*EXERCISE DIRECTIONS:* Give back exactly the lines running from the line with "If you could spot the black shutter" to the end of the entries, and only those lines.

Location labeling records:
☆ ☆ ☆ ☆ ☆ ☆ ☆

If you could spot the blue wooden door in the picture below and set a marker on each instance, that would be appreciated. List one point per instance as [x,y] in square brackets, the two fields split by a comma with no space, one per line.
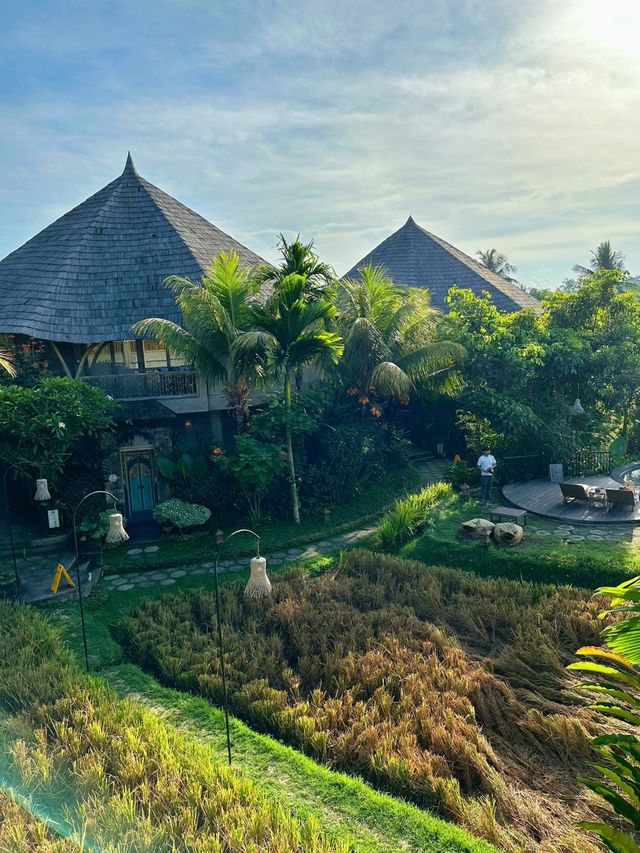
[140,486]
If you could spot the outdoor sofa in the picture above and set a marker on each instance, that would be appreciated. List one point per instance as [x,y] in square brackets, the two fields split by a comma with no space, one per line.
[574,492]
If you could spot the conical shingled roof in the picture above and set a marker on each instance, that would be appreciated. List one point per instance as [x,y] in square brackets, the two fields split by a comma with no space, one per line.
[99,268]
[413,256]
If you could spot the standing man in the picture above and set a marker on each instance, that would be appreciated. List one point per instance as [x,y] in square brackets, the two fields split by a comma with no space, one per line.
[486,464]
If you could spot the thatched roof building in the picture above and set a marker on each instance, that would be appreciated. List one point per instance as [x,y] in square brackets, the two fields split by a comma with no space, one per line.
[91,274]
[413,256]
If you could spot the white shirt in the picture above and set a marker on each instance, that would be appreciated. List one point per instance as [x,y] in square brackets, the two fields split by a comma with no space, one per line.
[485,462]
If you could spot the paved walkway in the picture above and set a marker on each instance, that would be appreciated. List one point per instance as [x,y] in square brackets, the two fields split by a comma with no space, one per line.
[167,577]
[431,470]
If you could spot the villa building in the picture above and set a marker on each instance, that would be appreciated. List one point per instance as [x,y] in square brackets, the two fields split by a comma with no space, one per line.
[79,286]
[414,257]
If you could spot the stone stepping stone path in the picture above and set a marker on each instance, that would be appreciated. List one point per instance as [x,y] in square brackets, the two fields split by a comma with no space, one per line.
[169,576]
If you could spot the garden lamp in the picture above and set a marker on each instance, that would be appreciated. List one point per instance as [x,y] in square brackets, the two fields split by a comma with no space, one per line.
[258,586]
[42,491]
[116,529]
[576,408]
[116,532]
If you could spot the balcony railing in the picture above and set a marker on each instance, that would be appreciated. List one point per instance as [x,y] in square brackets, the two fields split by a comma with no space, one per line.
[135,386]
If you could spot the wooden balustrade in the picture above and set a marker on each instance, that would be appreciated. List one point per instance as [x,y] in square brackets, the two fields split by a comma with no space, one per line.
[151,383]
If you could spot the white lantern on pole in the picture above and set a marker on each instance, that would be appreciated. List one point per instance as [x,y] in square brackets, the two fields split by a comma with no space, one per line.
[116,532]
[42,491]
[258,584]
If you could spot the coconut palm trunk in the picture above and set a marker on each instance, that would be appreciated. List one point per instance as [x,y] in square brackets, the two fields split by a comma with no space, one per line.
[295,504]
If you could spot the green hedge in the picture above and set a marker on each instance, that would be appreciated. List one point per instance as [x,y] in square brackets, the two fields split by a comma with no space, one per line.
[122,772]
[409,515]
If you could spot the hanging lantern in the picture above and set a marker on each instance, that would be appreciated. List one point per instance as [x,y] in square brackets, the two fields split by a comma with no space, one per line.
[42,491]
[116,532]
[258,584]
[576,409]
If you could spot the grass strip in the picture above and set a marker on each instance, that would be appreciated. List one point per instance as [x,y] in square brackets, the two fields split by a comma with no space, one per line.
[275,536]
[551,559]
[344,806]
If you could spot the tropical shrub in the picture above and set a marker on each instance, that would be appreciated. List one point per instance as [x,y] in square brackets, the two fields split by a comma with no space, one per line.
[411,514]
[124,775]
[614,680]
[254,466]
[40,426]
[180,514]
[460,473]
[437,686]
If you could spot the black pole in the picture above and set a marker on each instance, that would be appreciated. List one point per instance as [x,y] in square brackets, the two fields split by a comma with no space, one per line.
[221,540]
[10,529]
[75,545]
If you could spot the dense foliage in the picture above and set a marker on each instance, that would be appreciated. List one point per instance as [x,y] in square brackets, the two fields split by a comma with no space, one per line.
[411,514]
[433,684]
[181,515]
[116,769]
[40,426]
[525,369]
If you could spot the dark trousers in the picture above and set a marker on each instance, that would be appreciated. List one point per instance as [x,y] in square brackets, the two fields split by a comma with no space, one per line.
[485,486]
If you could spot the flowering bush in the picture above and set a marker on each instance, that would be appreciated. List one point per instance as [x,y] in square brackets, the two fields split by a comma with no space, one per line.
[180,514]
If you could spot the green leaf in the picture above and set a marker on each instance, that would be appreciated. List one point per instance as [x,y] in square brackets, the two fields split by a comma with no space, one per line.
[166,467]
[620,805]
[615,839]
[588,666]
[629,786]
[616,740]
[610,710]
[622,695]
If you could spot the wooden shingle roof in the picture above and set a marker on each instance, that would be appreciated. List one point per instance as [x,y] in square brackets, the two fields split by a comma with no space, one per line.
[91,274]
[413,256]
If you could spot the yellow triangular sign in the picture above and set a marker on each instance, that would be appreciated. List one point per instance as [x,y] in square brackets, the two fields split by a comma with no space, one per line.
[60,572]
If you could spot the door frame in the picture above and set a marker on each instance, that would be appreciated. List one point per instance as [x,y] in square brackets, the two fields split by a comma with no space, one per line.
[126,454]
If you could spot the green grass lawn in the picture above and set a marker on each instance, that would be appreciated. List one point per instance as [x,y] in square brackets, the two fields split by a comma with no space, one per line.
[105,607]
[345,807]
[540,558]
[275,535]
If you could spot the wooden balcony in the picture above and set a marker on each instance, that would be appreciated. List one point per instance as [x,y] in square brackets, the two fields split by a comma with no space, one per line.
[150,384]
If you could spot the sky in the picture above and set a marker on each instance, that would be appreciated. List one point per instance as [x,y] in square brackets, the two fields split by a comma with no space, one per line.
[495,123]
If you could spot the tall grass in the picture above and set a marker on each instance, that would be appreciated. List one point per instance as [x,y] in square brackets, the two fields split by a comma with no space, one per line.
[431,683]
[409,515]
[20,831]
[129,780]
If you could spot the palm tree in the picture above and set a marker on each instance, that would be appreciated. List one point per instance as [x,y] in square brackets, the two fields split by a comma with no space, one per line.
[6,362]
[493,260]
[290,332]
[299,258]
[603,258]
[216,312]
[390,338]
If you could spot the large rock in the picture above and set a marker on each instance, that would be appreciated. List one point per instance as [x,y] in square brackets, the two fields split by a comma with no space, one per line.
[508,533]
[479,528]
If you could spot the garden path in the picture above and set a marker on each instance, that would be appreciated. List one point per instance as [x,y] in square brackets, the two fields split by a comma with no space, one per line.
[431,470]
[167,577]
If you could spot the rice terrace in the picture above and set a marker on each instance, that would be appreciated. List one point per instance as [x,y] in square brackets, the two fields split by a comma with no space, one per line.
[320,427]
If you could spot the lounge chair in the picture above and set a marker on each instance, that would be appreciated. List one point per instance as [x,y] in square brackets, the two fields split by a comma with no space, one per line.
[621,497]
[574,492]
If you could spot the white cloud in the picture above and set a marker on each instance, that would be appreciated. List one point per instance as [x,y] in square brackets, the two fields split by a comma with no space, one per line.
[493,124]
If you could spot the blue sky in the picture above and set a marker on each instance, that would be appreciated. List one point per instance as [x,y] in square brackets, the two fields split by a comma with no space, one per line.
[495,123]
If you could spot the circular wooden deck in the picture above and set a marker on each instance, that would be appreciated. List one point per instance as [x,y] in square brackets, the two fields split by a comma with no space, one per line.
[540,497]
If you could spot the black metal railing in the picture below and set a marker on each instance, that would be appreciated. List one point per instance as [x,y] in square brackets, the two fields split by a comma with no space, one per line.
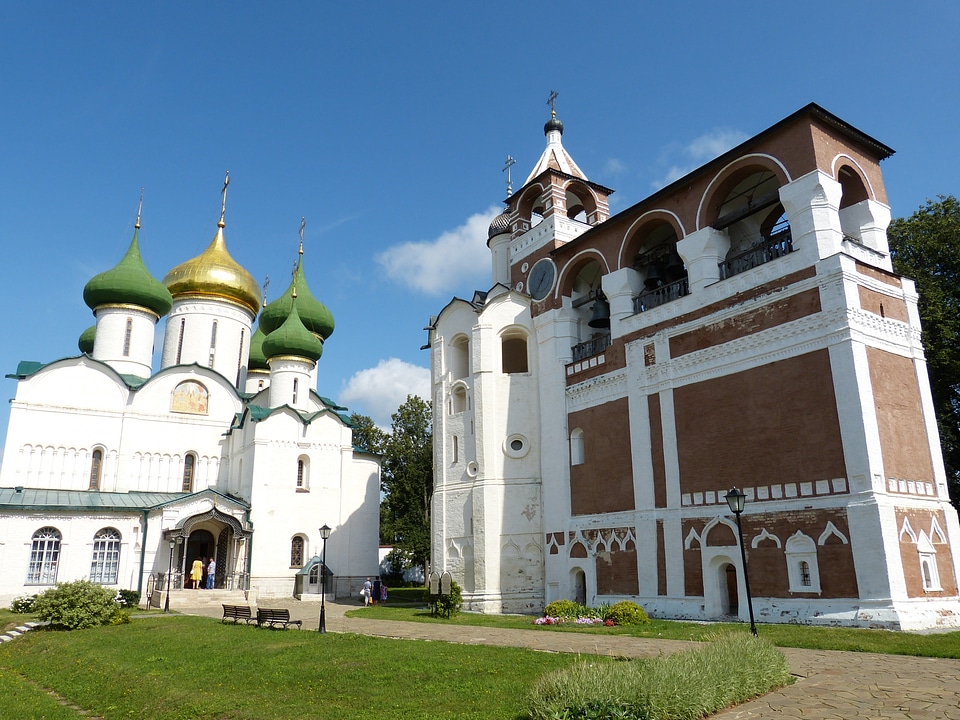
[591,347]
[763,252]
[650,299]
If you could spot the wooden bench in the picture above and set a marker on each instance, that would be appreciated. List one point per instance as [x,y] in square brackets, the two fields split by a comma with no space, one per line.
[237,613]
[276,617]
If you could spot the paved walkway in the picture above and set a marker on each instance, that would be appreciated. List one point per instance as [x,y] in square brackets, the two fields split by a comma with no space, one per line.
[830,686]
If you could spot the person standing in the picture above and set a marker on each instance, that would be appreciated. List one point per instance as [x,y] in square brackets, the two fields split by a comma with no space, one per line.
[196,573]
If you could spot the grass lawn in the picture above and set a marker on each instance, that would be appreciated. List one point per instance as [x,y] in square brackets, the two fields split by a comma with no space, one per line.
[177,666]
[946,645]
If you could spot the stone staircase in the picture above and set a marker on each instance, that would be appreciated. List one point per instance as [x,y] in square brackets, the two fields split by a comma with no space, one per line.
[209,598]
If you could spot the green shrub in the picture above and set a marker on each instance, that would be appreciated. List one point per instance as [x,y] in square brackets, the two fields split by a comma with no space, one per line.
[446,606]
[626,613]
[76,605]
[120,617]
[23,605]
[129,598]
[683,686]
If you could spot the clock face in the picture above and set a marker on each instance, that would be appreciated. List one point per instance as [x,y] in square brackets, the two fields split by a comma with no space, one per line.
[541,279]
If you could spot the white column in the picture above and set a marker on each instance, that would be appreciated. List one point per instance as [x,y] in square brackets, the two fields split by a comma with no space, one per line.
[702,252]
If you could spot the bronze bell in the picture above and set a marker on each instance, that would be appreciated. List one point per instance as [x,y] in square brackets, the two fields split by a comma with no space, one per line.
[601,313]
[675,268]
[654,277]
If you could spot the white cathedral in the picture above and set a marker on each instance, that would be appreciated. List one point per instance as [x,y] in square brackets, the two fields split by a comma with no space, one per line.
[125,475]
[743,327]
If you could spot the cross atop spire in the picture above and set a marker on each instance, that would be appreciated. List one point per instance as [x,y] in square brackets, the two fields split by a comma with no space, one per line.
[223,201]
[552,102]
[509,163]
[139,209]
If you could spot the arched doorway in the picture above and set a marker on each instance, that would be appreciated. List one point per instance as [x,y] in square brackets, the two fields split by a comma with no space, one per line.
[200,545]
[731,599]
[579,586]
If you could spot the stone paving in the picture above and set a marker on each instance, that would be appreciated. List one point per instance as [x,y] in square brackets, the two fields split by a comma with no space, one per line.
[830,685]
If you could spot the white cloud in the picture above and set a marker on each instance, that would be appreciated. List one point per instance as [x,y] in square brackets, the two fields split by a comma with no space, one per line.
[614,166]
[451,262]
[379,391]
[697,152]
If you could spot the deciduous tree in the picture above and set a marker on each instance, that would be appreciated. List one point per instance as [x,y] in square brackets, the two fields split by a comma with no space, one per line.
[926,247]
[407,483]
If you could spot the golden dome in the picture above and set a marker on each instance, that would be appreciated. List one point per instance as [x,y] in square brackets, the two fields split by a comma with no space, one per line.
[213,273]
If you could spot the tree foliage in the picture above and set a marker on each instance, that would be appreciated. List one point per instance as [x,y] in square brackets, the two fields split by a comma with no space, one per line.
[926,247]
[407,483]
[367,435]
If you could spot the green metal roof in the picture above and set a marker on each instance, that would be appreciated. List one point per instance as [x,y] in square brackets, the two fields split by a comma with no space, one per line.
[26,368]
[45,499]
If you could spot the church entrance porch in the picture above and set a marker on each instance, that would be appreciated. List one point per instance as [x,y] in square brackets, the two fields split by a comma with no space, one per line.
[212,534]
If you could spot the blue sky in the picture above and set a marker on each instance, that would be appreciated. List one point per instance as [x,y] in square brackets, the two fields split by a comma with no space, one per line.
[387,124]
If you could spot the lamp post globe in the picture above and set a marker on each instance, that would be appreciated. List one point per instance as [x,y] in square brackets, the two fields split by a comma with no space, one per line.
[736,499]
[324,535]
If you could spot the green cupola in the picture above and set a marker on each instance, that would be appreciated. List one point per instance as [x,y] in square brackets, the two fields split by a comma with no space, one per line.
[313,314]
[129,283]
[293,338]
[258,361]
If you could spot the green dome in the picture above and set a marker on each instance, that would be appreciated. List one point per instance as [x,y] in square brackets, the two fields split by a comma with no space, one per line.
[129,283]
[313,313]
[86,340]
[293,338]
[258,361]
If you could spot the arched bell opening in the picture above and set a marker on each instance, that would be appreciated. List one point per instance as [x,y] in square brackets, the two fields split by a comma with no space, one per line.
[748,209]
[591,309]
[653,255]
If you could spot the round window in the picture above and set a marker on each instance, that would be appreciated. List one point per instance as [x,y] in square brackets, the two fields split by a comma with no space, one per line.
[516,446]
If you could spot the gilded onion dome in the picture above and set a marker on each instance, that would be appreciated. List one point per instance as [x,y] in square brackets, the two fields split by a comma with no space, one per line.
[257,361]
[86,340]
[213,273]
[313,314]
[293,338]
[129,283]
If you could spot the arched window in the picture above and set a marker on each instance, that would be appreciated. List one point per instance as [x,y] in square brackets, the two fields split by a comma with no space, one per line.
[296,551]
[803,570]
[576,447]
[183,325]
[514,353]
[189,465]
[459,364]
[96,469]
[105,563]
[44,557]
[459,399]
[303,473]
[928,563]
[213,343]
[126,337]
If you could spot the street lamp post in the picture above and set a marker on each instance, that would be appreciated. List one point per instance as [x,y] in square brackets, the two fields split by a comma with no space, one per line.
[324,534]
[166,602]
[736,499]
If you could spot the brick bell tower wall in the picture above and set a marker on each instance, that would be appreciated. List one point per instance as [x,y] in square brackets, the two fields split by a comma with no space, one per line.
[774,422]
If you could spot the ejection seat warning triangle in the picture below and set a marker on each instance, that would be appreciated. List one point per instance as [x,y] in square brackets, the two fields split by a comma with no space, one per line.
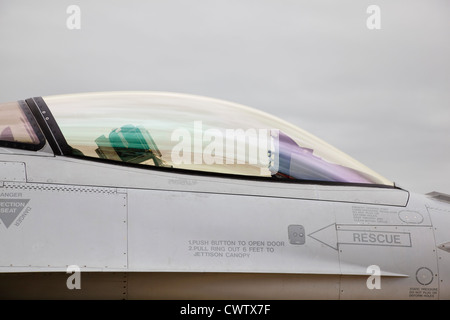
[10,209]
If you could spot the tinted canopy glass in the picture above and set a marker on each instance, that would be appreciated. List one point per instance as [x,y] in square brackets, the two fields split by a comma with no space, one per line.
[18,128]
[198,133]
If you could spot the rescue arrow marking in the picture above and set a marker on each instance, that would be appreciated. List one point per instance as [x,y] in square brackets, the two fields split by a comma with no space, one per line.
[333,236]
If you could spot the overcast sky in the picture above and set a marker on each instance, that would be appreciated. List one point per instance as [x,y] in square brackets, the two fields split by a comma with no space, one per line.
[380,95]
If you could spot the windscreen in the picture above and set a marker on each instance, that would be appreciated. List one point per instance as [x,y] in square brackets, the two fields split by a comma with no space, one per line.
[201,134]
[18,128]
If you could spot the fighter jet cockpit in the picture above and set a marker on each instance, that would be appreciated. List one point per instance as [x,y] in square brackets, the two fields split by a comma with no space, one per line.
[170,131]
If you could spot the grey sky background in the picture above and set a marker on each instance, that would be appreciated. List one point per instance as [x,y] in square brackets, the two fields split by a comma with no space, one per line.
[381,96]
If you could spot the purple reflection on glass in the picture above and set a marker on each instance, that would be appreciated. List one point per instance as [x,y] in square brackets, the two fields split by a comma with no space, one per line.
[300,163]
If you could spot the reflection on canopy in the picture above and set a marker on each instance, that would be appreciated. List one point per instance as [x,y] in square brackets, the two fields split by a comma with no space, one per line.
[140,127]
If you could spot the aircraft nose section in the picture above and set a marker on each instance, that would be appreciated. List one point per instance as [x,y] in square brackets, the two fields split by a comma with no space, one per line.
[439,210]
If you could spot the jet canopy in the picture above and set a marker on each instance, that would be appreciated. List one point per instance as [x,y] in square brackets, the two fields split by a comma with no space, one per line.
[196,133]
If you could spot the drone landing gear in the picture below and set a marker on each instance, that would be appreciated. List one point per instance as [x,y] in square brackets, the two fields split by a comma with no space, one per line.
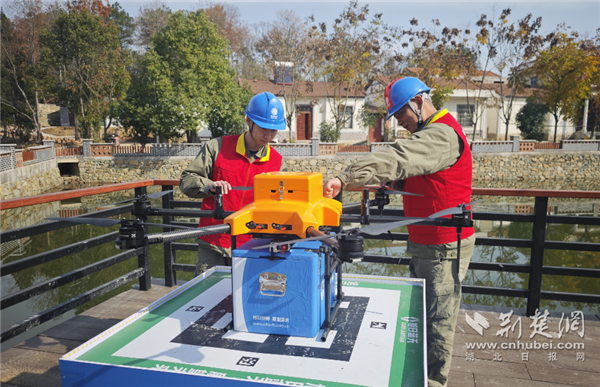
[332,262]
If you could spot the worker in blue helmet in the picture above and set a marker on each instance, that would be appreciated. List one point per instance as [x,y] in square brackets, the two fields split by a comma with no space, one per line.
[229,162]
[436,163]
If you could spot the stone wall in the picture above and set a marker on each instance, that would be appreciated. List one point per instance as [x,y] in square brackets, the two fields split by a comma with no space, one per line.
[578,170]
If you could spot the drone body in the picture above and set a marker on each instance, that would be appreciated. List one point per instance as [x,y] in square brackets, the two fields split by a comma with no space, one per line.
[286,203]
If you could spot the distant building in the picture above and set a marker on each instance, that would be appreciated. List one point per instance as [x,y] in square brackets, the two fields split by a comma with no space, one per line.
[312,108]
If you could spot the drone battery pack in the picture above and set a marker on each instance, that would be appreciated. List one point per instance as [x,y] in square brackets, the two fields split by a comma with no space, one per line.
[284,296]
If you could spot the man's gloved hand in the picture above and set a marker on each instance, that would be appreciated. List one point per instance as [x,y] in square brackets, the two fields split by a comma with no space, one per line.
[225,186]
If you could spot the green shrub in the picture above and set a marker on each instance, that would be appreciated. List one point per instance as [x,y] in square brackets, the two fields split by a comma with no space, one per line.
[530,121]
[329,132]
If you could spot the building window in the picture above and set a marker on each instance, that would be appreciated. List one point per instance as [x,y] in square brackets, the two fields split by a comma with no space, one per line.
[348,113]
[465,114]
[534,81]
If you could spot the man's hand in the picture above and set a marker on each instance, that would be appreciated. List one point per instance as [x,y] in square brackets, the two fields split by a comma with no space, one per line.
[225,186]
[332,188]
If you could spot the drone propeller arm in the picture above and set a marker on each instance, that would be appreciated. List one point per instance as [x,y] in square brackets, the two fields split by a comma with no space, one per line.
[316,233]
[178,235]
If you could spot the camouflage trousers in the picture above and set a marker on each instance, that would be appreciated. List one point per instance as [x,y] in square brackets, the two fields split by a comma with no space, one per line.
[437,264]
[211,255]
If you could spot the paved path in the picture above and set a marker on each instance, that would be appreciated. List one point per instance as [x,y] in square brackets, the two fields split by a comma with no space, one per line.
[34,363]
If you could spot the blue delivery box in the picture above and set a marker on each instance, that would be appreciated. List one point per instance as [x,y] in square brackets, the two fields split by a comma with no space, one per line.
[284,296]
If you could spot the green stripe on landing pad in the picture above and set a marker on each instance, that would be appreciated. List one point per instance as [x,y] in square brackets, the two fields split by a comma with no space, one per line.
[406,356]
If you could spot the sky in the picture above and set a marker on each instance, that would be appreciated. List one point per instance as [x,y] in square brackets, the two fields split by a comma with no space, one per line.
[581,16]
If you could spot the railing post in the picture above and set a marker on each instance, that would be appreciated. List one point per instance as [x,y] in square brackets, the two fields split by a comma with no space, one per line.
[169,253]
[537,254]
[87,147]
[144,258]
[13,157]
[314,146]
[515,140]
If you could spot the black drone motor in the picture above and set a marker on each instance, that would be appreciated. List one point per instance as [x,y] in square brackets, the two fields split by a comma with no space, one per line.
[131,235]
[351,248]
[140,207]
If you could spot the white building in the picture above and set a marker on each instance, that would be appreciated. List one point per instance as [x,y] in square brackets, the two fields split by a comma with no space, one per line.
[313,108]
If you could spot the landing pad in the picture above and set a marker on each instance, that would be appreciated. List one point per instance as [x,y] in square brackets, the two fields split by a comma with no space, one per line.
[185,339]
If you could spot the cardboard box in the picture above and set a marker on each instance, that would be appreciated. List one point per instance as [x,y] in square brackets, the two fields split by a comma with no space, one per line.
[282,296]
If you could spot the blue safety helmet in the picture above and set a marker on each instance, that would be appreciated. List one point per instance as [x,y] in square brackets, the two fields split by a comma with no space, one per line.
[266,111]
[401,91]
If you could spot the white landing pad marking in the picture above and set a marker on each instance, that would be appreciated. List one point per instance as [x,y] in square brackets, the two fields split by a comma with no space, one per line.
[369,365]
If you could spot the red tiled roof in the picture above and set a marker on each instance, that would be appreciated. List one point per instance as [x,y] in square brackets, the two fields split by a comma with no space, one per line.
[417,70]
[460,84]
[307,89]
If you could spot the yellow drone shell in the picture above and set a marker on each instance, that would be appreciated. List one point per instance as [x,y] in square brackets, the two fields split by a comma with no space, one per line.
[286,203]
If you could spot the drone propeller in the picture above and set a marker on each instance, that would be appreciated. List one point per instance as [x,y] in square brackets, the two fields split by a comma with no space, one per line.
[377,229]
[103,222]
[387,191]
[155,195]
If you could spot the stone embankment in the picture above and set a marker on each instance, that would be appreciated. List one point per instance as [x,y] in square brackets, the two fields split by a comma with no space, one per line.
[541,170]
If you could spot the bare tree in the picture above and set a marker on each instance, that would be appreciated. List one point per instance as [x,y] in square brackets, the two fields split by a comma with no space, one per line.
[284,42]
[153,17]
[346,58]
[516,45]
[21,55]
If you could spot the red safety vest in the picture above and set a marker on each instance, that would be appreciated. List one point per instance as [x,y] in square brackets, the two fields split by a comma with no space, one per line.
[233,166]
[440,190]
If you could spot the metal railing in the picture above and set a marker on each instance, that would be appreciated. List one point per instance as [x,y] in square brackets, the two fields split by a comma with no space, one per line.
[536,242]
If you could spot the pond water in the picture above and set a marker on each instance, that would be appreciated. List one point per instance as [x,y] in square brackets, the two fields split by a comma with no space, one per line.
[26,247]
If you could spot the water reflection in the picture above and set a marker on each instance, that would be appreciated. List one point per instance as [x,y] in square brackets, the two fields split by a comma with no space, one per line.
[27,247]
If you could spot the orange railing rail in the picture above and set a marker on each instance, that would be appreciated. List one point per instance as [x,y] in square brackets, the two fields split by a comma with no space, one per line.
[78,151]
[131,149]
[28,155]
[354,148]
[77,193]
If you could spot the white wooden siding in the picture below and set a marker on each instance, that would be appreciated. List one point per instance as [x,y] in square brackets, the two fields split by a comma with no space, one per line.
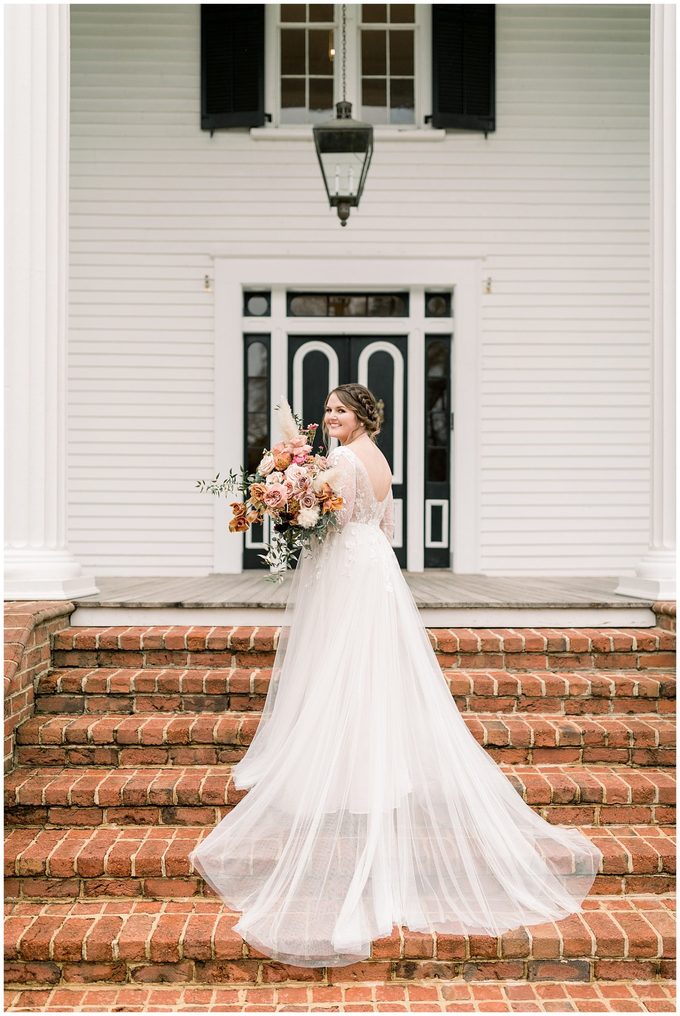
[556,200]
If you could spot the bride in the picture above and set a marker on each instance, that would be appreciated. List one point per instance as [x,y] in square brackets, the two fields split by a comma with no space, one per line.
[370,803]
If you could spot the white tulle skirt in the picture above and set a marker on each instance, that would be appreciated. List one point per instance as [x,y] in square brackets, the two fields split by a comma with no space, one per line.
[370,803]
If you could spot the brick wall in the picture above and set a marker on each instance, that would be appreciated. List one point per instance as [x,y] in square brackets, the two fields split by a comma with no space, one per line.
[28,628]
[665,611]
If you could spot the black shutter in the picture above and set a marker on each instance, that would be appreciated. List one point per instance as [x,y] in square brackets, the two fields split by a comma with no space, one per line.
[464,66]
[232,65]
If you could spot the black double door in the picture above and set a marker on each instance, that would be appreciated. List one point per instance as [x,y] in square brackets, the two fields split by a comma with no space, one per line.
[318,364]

☆ ☆ ☆ ☆ ☆ ☆ ☆

*TASK ANSWER:*
If you could spot the black shutter in the picture above and set a marker on each instance, that would be appreciated. List one point per instance as [x,y] in square brackets, the two fields split by a comma with no space, one per line.
[464,66]
[232,65]
If you could spot the black double door in the picture above and set a marker on each instance, that would be appreciated. List one point per instance as [x,y] in square brackets, the two fields split by a comma with no space, one per line.
[318,364]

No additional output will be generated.